───── Data provided ─────
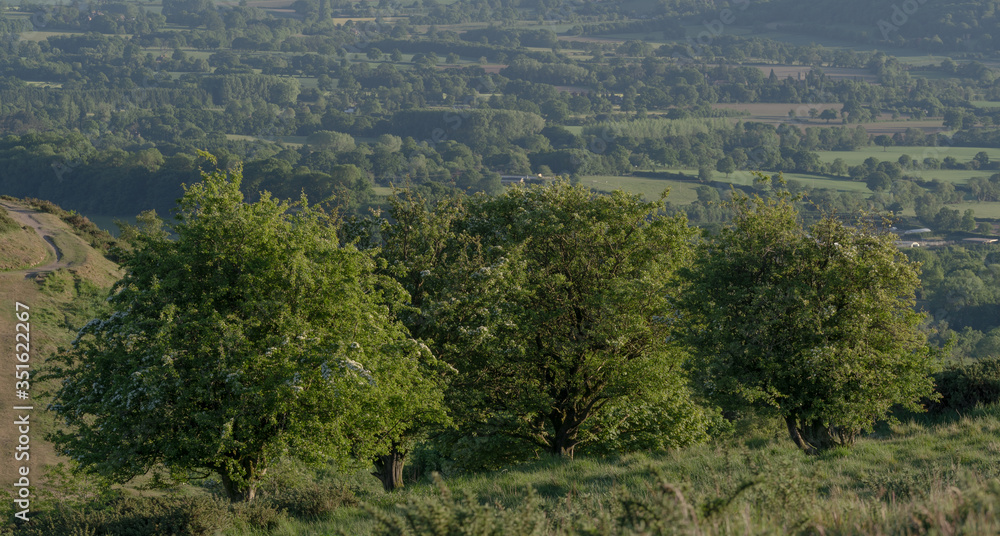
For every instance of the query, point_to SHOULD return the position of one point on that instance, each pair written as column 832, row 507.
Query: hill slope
column 62, row 280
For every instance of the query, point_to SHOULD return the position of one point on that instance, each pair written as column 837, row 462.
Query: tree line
column 487, row 329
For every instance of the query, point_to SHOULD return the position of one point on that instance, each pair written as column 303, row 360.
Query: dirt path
column 26, row 216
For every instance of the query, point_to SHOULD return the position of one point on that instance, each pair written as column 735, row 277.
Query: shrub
column 134, row 516
column 313, row 500
column 7, row 224
column 964, row 386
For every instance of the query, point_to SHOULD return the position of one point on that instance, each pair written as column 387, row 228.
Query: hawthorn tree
column 550, row 302
column 815, row 325
column 251, row 335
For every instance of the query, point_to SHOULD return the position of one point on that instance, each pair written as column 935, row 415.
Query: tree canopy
column 250, row 336
column 813, row 324
column 550, row 301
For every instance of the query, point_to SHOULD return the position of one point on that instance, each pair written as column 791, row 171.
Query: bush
column 7, row 224
column 313, row 500
column 98, row 238
column 965, row 386
column 134, row 516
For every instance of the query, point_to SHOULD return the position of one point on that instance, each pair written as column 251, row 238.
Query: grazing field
column 962, row 154
column 684, row 192
column 925, row 475
column 681, row 193
column 800, row 71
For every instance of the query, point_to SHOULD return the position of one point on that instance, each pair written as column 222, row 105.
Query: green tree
column 883, row 141
column 828, row 114
column 250, row 336
column 550, row 301
column 726, row 165
column 814, row 325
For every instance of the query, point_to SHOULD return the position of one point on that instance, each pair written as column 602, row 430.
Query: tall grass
column 7, row 224
column 658, row 127
column 929, row 474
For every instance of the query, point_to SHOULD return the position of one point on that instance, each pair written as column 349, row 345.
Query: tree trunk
column 389, row 469
column 796, row 434
column 813, row 437
column 236, row 492
column 564, row 442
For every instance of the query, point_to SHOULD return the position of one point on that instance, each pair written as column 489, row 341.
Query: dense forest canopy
column 466, row 201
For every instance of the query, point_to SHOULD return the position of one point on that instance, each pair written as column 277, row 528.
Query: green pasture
column 681, row 193
column 962, row 154
column 981, row 210
column 939, row 472
column 684, row 192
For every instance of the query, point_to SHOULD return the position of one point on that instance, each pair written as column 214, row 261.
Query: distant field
column 962, row 154
column 684, row 192
column 836, row 73
column 766, row 112
column 681, row 193
column 777, row 112
column 42, row 36
column 981, row 210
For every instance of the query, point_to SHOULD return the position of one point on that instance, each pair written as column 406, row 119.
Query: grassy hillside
column 922, row 476
column 61, row 294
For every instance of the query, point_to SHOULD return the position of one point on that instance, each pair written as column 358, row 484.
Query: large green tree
column 551, row 303
column 815, row 325
column 251, row 335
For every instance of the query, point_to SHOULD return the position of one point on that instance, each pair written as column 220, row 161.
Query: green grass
column 981, row 210
column 962, row 154
column 938, row 472
column 681, row 193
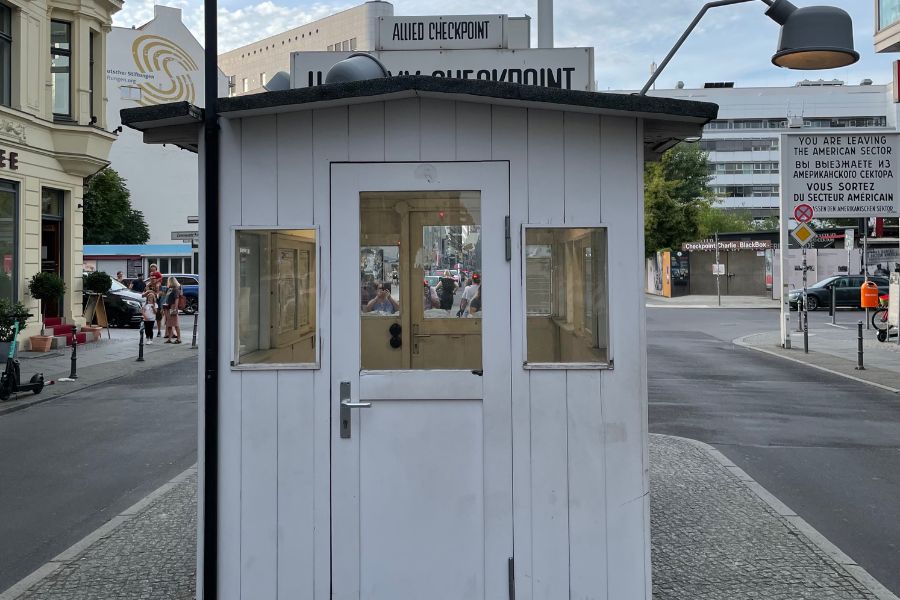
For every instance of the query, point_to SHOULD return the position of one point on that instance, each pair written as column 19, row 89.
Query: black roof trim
column 649, row 105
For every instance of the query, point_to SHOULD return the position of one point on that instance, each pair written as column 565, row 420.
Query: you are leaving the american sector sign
column 840, row 174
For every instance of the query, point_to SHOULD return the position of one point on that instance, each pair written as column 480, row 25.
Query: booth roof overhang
column 667, row 121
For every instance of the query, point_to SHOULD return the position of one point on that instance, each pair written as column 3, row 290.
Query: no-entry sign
column 803, row 213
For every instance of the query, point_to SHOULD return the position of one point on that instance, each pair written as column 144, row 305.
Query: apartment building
column 53, row 134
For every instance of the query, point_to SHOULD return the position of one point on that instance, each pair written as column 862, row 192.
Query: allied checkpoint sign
column 850, row 174
column 841, row 174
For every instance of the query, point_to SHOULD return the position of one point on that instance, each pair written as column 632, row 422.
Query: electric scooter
column 10, row 380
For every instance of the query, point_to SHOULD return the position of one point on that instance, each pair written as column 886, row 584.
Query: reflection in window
column 420, row 276
column 276, row 296
column 566, row 295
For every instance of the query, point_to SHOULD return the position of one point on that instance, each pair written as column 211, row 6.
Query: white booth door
column 421, row 456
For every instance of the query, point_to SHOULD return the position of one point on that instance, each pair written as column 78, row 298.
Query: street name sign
column 804, row 234
column 561, row 68
column 841, row 174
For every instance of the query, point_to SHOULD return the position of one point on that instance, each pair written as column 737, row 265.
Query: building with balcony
column 743, row 142
column 53, row 135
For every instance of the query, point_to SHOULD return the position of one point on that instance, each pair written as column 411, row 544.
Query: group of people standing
column 161, row 306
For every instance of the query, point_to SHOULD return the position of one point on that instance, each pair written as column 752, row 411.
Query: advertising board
column 840, row 175
column 564, row 68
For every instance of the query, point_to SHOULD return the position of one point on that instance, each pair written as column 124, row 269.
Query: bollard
column 833, row 309
column 72, row 371
column 859, row 357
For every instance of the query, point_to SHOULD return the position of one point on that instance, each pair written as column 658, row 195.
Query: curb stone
column 72, row 553
column 741, row 341
column 811, row 533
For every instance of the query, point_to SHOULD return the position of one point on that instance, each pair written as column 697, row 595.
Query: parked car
column 190, row 287
column 846, row 291
column 123, row 307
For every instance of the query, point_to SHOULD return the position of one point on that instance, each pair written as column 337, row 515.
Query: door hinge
column 508, row 240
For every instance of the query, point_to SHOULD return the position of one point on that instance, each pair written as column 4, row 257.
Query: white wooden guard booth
column 384, row 435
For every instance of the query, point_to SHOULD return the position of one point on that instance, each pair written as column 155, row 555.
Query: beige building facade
column 250, row 67
column 53, row 134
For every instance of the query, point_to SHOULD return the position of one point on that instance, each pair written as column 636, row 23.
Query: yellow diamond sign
column 803, row 234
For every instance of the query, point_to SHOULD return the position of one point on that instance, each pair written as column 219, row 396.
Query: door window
column 566, row 296
column 420, row 280
column 275, row 316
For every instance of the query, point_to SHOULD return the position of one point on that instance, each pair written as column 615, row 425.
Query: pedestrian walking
column 170, row 309
column 148, row 311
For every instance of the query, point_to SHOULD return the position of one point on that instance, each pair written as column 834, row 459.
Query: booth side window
column 566, row 295
column 276, row 297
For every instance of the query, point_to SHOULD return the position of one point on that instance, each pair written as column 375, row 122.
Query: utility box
column 432, row 340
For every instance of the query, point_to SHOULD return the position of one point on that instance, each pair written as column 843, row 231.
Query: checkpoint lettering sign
column 803, row 213
column 841, row 175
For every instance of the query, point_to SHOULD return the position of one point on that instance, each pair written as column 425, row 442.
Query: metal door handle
column 349, row 404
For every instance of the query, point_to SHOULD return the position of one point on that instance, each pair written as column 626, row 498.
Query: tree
column 676, row 192
column 108, row 215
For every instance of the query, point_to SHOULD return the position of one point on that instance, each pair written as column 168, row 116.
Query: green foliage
column 97, row 282
column 10, row 312
column 676, row 192
column 108, row 215
column 46, row 287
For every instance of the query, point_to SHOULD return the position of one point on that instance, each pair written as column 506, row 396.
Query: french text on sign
column 803, row 213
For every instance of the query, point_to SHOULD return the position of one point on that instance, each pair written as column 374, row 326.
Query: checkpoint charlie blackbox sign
column 840, row 175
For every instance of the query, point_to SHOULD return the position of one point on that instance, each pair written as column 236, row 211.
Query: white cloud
column 731, row 43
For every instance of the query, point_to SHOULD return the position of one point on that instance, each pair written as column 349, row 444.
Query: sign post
column 846, row 175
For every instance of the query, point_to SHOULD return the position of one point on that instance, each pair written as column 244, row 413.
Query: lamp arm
column 685, row 35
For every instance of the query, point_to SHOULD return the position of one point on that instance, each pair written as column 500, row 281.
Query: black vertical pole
column 210, row 252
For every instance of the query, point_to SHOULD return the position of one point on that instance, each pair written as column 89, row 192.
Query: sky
column 731, row 43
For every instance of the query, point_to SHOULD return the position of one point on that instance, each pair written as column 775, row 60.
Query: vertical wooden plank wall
column 229, row 551
column 295, row 432
column 549, row 420
column 259, row 389
column 624, row 419
column 587, row 483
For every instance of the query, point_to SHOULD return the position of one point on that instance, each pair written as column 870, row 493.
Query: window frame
column 54, row 52
column 596, row 319
column 234, row 360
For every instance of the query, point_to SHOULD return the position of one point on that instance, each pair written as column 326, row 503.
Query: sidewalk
column 113, row 356
column 715, row 534
column 695, row 301
column 834, row 349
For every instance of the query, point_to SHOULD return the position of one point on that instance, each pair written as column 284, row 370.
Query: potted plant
column 46, row 288
column 10, row 312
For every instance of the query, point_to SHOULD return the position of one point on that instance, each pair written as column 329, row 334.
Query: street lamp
column 813, row 37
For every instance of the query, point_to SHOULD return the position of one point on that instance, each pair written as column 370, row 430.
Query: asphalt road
column 826, row 446
column 69, row 465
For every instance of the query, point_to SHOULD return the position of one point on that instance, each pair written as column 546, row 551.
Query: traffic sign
column 804, row 234
column 803, row 213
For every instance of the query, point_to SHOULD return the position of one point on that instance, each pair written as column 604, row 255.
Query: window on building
column 566, row 296
column 9, row 268
column 275, row 297
column 92, row 77
column 61, row 68
column 5, row 55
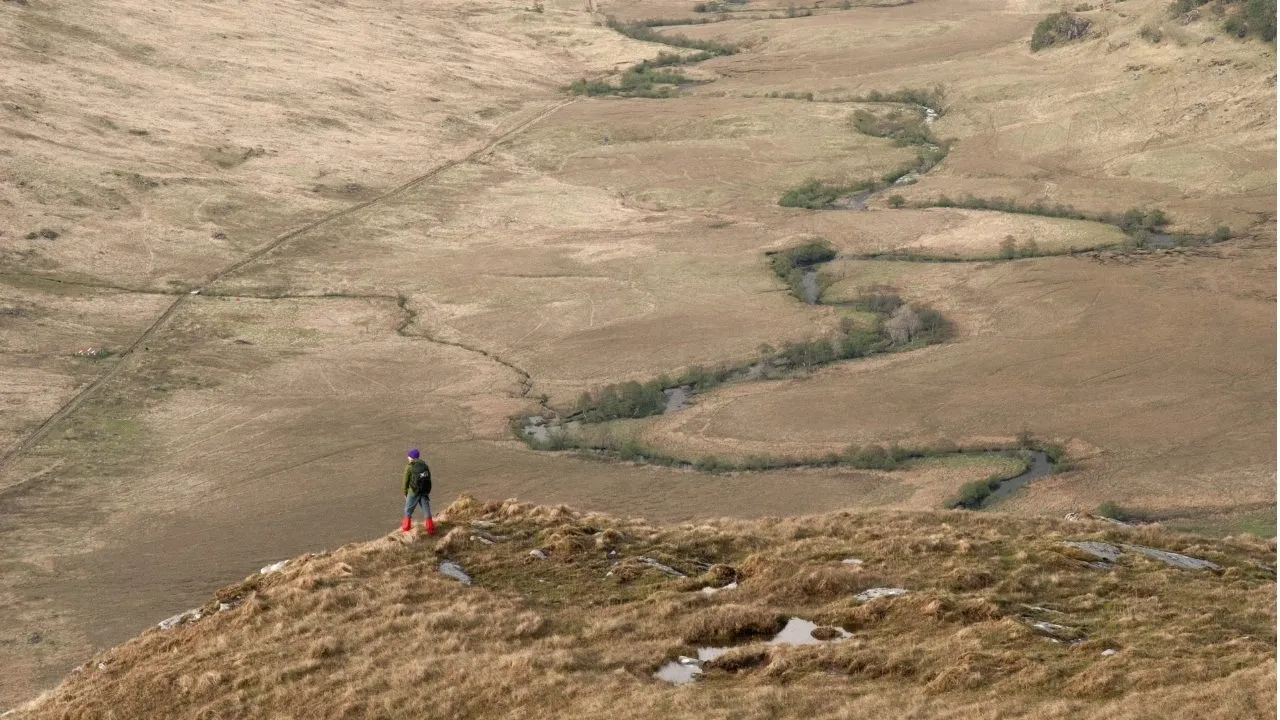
─────
• [Given request]: How many lines in the material contain the word "white"? Reply with the number alone.

• [Answer]: 3